§ **RECORDS FOR THIS TASK**

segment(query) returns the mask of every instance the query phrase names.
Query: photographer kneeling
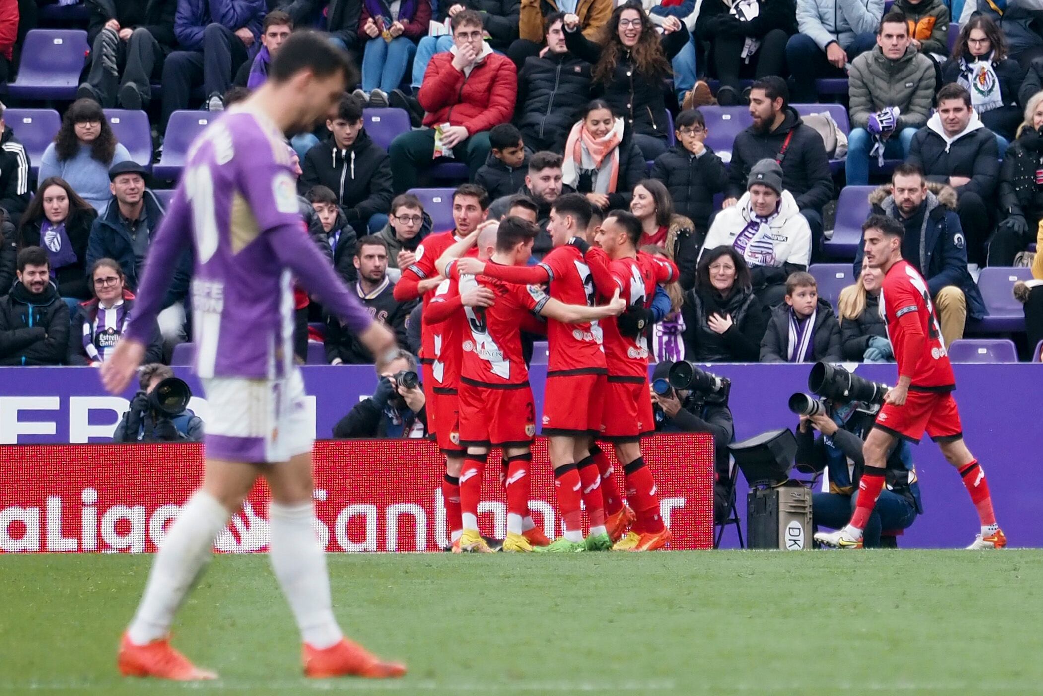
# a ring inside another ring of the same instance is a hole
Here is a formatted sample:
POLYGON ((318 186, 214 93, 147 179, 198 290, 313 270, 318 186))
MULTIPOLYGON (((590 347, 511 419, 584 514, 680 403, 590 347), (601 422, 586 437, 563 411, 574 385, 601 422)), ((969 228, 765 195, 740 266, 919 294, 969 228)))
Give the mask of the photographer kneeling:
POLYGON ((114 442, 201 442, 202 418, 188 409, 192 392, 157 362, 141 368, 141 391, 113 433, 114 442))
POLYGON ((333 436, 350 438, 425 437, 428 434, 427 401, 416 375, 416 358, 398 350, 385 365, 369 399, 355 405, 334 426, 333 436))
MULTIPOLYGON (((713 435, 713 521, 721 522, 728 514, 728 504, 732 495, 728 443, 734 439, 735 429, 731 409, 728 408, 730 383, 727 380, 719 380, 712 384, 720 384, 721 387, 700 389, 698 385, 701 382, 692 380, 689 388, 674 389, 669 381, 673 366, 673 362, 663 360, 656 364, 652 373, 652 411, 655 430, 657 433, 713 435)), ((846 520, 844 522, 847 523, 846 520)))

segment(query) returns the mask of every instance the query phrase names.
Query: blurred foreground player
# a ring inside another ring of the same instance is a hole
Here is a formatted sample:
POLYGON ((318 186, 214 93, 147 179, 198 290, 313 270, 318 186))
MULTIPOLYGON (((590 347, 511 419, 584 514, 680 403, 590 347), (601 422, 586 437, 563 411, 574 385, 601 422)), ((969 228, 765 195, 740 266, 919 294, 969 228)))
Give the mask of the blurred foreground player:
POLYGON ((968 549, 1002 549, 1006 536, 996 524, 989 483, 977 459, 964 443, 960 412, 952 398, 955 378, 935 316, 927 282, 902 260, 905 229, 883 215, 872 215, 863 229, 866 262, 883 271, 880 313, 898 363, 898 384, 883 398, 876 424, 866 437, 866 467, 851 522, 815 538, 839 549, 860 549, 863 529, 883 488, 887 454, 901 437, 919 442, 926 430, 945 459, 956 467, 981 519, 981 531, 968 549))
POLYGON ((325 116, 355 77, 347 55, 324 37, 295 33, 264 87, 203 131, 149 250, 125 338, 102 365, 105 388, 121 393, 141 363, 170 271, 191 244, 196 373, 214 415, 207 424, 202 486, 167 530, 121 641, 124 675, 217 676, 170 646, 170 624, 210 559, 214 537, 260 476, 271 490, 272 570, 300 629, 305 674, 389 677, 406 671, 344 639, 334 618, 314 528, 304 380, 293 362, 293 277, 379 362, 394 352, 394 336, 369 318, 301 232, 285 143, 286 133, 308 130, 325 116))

...

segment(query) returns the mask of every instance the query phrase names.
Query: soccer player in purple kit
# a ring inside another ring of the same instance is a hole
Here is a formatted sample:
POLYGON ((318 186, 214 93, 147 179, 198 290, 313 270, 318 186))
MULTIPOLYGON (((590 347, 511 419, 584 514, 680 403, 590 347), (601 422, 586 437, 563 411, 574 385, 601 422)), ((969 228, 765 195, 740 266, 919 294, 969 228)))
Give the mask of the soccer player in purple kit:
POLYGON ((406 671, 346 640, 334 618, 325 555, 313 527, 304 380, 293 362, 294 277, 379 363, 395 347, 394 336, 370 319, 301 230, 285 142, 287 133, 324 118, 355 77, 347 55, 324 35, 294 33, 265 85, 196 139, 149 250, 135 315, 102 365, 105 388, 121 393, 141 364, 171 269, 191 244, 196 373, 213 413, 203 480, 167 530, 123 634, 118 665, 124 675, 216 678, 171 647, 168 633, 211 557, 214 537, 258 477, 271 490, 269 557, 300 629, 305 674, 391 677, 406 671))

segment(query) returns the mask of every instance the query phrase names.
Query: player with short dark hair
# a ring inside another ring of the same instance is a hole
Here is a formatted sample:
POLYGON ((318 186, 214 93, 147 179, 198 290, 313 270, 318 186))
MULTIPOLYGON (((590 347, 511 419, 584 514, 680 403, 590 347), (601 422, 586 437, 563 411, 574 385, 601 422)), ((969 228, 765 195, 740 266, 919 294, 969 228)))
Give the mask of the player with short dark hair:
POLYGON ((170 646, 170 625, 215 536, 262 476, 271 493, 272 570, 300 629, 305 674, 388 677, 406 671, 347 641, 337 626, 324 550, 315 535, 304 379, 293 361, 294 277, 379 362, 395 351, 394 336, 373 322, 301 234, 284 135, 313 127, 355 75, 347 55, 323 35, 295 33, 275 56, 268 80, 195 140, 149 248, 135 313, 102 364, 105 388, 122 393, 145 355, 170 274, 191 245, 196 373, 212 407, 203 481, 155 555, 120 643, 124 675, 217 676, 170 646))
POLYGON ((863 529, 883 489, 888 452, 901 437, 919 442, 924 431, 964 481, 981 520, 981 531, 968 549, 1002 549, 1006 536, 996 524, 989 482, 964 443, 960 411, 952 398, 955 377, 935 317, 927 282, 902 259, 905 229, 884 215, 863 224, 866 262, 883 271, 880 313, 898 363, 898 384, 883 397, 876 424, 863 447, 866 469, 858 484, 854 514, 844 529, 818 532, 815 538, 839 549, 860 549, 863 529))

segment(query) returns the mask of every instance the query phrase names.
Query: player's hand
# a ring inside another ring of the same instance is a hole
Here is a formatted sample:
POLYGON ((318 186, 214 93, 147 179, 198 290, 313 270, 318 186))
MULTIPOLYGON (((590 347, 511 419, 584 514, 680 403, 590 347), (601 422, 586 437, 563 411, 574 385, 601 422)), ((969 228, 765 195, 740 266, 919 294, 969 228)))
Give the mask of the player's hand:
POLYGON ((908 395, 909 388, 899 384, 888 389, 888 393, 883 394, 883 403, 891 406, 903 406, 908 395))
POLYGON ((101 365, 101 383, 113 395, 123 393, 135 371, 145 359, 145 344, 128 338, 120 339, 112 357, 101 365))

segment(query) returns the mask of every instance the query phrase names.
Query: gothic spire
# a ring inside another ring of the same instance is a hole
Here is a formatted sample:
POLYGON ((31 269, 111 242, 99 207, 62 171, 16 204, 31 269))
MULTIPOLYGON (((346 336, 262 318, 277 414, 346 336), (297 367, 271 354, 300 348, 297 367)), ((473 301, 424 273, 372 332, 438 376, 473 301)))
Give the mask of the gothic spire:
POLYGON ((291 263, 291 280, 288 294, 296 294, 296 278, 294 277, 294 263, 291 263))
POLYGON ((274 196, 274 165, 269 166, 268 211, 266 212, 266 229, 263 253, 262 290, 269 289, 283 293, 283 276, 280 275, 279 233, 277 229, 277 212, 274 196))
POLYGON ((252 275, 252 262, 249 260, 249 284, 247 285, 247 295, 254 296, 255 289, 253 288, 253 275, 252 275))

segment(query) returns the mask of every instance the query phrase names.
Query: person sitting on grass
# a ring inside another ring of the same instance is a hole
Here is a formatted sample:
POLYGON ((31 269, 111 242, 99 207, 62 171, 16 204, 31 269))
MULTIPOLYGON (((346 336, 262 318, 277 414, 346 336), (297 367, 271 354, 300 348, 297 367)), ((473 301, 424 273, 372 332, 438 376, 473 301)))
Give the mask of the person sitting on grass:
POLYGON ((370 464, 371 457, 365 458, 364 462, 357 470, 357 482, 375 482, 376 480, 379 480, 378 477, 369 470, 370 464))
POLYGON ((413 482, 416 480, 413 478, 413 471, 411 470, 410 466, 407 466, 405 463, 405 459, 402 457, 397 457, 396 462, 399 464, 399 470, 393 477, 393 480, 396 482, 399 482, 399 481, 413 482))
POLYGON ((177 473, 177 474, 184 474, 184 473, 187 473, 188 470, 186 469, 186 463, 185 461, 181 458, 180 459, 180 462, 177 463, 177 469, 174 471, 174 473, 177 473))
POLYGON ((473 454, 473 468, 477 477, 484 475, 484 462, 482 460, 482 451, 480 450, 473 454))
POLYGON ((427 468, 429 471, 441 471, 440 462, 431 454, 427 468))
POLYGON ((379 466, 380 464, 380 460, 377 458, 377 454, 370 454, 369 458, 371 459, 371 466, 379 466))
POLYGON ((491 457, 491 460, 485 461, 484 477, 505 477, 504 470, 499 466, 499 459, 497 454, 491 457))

§ **PROBLEM TO SOLVE**
Please find every line in the material above that contains the string "hair" and copy each of those lines. Matching is case-sensitive.

§ **TASK OUTPUT**
Query: player with short dark hair
Give the mask of the player with short dark hair:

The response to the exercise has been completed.